WHAT NEEDS TO BE DONE: Please write out the complete listing that follows, exactly as it reads.

MATERIAL FOR THE TASK:
=== Section Start ===

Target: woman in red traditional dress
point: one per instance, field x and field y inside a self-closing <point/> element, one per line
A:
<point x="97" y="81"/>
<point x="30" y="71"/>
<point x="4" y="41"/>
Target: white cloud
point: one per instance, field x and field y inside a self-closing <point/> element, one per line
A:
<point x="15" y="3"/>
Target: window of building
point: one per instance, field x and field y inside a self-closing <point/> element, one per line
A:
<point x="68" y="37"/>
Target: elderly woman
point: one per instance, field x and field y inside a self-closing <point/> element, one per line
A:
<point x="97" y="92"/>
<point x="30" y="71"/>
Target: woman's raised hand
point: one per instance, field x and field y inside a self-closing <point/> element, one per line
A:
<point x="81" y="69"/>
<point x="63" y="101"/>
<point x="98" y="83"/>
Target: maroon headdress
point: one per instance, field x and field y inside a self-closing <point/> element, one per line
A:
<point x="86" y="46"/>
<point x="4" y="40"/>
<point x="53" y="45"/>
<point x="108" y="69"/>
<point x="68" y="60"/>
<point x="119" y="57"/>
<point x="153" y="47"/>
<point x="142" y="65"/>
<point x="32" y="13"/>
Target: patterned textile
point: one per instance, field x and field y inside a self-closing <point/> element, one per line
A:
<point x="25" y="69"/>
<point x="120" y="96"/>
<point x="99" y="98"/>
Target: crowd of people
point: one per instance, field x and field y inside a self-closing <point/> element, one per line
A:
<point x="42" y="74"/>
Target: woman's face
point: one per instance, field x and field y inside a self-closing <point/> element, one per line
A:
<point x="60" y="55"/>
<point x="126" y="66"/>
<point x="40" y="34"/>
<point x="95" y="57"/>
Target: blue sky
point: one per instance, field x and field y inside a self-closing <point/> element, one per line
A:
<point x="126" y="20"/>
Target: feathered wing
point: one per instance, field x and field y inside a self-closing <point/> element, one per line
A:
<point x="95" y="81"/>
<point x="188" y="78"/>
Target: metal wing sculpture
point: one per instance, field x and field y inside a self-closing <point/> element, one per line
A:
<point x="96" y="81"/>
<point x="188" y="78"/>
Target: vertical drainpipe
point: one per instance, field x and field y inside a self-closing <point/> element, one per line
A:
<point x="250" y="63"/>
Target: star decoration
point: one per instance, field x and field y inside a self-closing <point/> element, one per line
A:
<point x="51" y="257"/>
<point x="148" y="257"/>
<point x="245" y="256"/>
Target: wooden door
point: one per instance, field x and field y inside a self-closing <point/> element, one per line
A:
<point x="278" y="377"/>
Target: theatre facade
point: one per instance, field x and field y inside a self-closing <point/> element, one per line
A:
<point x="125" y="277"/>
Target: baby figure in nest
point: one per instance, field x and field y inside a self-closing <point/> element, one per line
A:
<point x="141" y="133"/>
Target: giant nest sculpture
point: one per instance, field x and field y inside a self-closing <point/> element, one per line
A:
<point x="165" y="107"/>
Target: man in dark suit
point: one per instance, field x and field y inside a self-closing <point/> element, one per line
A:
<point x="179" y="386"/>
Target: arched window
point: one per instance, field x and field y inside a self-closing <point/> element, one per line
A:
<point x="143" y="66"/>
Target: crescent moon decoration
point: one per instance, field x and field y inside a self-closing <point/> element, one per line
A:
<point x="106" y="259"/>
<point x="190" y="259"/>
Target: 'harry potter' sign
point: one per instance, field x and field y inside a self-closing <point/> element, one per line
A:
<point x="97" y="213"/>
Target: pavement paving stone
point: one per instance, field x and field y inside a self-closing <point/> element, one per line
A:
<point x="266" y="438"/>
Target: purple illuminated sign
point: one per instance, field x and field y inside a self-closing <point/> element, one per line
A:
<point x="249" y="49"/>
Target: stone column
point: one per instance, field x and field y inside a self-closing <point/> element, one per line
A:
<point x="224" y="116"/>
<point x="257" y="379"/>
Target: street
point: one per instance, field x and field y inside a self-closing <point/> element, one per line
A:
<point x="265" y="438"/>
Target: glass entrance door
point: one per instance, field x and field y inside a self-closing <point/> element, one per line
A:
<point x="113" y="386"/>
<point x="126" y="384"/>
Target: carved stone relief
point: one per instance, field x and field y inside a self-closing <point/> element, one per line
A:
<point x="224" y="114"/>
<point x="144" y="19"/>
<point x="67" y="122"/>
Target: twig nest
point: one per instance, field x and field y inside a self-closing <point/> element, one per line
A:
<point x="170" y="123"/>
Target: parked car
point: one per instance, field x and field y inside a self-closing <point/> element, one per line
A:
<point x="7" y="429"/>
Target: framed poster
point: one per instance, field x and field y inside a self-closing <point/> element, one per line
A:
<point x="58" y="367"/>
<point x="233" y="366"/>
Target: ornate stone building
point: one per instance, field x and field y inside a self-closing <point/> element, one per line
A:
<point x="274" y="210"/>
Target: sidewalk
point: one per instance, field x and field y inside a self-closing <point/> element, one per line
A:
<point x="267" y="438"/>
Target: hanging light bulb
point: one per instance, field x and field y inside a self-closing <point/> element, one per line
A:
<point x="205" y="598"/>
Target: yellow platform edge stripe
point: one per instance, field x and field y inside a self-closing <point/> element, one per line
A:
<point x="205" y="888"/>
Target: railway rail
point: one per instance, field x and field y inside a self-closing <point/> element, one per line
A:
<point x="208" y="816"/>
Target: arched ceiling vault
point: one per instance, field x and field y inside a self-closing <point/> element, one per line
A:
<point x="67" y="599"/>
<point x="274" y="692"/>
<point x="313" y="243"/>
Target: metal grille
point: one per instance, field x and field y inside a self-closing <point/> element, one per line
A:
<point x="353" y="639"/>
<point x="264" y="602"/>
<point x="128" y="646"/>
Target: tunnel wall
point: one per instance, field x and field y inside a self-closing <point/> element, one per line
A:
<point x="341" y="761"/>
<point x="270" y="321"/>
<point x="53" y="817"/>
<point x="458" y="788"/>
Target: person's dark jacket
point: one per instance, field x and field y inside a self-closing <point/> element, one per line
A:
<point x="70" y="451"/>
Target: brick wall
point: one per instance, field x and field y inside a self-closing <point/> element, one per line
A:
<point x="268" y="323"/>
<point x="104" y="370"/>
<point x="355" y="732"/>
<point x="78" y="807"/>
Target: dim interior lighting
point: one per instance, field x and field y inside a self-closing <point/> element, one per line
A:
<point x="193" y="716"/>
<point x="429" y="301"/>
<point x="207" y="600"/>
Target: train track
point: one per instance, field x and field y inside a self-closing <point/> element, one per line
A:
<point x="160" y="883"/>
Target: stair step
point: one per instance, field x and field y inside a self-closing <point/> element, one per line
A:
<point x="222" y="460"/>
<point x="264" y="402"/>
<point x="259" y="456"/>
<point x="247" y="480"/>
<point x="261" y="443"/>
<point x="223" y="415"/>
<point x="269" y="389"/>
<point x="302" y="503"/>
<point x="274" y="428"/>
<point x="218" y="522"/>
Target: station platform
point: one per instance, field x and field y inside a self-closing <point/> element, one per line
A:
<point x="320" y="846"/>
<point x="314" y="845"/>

=== Section End ===

ANSWER TO THIS TASK:
Target: woman in red traditional dress
point: one per instance, field x and field y inside a self-closing <point/> element, one per line
A:
<point x="97" y="81"/>
<point x="30" y="71"/>
<point x="4" y="41"/>
Target: white cloud
point: one per instance, field x and field y inside a self-closing <point/> element, one per line
A:
<point x="15" y="3"/>
Target: window of building
point: one per instance, field x and field y inside a self-closing <point/> element, one per line
A:
<point x="68" y="37"/>
Target: elderly woman
point: one per instance, field x and field y inside a self-closing <point/> element, one per line
A:
<point x="97" y="92"/>
<point x="30" y="71"/>
Target: woman's raised hand
point: one per instance, field x and field y inside a self-closing <point/> element, one per line
A:
<point x="81" y="69"/>
<point x="63" y="101"/>
<point x="98" y="83"/>
Target: maroon headdress
point: one per instance, field x and field y inside a self-closing <point/> element, one per line
A:
<point x="86" y="46"/>
<point x="4" y="40"/>
<point x="53" y="45"/>
<point x="108" y="69"/>
<point x="68" y="60"/>
<point x="119" y="57"/>
<point x="153" y="47"/>
<point x="142" y="65"/>
<point x="32" y="13"/>
Target: patterned textile
point: one per instance, field x and field y inside a self-closing <point/> element, one per line
A:
<point x="25" y="69"/>
<point x="120" y="96"/>
<point x="99" y="98"/>
Target: crowd of people
point: one per instance, field x and field y inside a self-closing <point/> element, one per line
A:
<point x="42" y="74"/>
Target: woman's face
point: one per instance, field x and field y inside a self-closing <point/> element, one per line
A:
<point x="60" y="55"/>
<point x="126" y="66"/>
<point x="40" y="34"/>
<point x="95" y="57"/>
Target: blue sky
point: one per instance, field x and field y inside a self-closing <point/> element, one per line
A:
<point x="126" y="20"/>
Target: feathered wing
point: one per instance, field x and field y inside a self-closing <point/> element, one per line
A:
<point x="95" y="81"/>
<point x="188" y="78"/>
Target: metal wing sculpture
point: one per instance, field x and field y inside a self-closing <point/> element, one per line
A:
<point x="96" y="81"/>
<point x="188" y="78"/>
Target: vertical drainpipe
point: one per instance, field x and field y inside a self-closing <point/> element, one per line
A:
<point x="250" y="63"/>
Target: star decoration
point: one per instance, field x and field y inside a self-closing <point/> element, one per line
A:
<point x="51" y="257"/>
<point x="148" y="257"/>
<point x="245" y="256"/>
Target: wooden door
point: one per instance, field x and field y inside a self-closing <point/> element, one per line
A:
<point x="278" y="377"/>
Target: theatre facade
point: one per instance, field x and field y inside a self-closing <point/> element, one per line
A:
<point x="125" y="277"/>
Target: baby figure in nest
point: one per instance, field x and field y inside a self-closing <point/> element, one per line
A:
<point x="141" y="133"/>
Target: giant nest sculpture
point: one per instance, field x and field y inside a self-closing <point/> element, one per line
A:
<point x="165" y="107"/>
Target: man in dark suit
point: one per instance, field x and field y inside a self-closing <point/> element, one per line
A:
<point x="179" y="386"/>
Target: arched window
point: one per instance, field x and field y inside a self-closing <point/> element, one per line
A:
<point x="143" y="66"/>
Target: crescent moon decoration
point: one per instance, field x and field y inside a self-closing <point/> element, one per line
A:
<point x="106" y="259"/>
<point x="190" y="259"/>
Target: 'harry potter' sign
point: one per instance, field x and field y inside a self-closing <point/> element, one per line
A:
<point x="97" y="213"/>
Target: pavement paving stone
point: one per instance, field x and field y inside a self-closing <point/> element, one per line
A:
<point x="266" y="438"/>
Target: purple illuminated sign
point: one per instance, field x and field y inside a self-closing <point/> element, one per line
A:
<point x="249" y="49"/>
Target: stone column
point: one per instance, field x and field y inside a self-closing <point/> element, one per line
A:
<point x="224" y="116"/>
<point x="257" y="379"/>
Target: street
point: one per instance, field x and field y inside a self-closing <point/> element, one per line
A:
<point x="265" y="438"/>
Target: glass entrance door
point: one per instance, field x and field y inside a self-closing <point/> element, one per line
A:
<point x="113" y="386"/>
<point x="126" y="384"/>
Target: carved stone relief
point: one per instance, field x and field y inside a self-closing <point/> element, one per line
A:
<point x="224" y="114"/>
<point x="144" y="19"/>
<point x="67" y="122"/>
Target: twig nest
point: one per instance, field x and field y inside a self-closing <point/> element, one per line
A:
<point x="170" y="123"/>
Target: parked car
point: one per instance, field x and field y inside a self-closing <point/> element, one per line
A:
<point x="7" y="429"/>
Target: framed poster
point: one per instance, field x and field y inside a self-closing <point/> element, one per line
A:
<point x="58" y="367"/>
<point x="233" y="366"/>
Target: ornate stone building
point: one per instance, field x and field y inside a self-closing <point/> element, one per line
A:
<point x="274" y="210"/>
Target: sidewalk
point: one per instance, field x and field y inside a self-closing <point/> element, one per line
A:
<point x="267" y="438"/>
Target: hanging light bulb
point: one per instance, field x and field y inside a self-closing <point/> element, one per line
A:
<point x="205" y="598"/>
Target: yellow platform edge stripe
point: one per instance, field x and field y inside a self-closing <point/> element, one per line
A:
<point x="205" y="888"/>
Target: railway rail
point: one per instance, field x and field y inside a self-closing <point/> element, one per line
A:
<point x="208" y="816"/>
Target: arched ceiling vault
point: one per instance, field x and field y inside a self-closing <point/> element, one per line
A:
<point x="67" y="599"/>
<point x="274" y="692"/>
<point x="313" y="243"/>
Target: metal grille
point: one per instance, field x and field y inside a self-closing <point/> element, one per line
A:
<point x="353" y="639"/>
<point x="264" y="602"/>
<point x="128" y="646"/>
Target: tunnel wall
point: one per instance, field x and field y inside a self-closing <point/> element, one per line
A:
<point x="341" y="761"/>
<point x="270" y="321"/>
<point x="53" y="817"/>
<point x="458" y="788"/>
Target: person's dark jacket
point: one per instance, field x and field y inside a self-closing <point/> element, one per line
A:
<point x="70" y="451"/>
Target: brick wall
point: one per instance, field x and field y inside a self-closing <point/> element, one per line
A:
<point x="268" y="323"/>
<point x="104" y="370"/>
<point x="355" y="732"/>
<point x="78" y="807"/>
Target: dim interior lighting
point: one per instance, field x and field y inside a self-closing <point/> element, one per line
A:
<point x="193" y="716"/>
<point x="429" y="301"/>
<point x="207" y="600"/>
Target: train track
point: one per instance, field x and field y inside a self-closing <point/> element, one per line
A:
<point x="160" y="883"/>
Target: stair step
point: one per instance, field x and field y inside a self-closing <point/> element, one per line
A:
<point x="222" y="460"/>
<point x="264" y="402"/>
<point x="259" y="456"/>
<point x="247" y="480"/>
<point x="261" y="443"/>
<point x="223" y="415"/>
<point x="269" y="389"/>
<point x="302" y="503"/>
<point x="274" y="428"/>
<point x="218" y="522"/>
Target: station platform
point: one per instance, field x and field y inside a self-closing <point/> element, one per line
A:
<point x="320" y="846"/>
<point x="314" y="845"/>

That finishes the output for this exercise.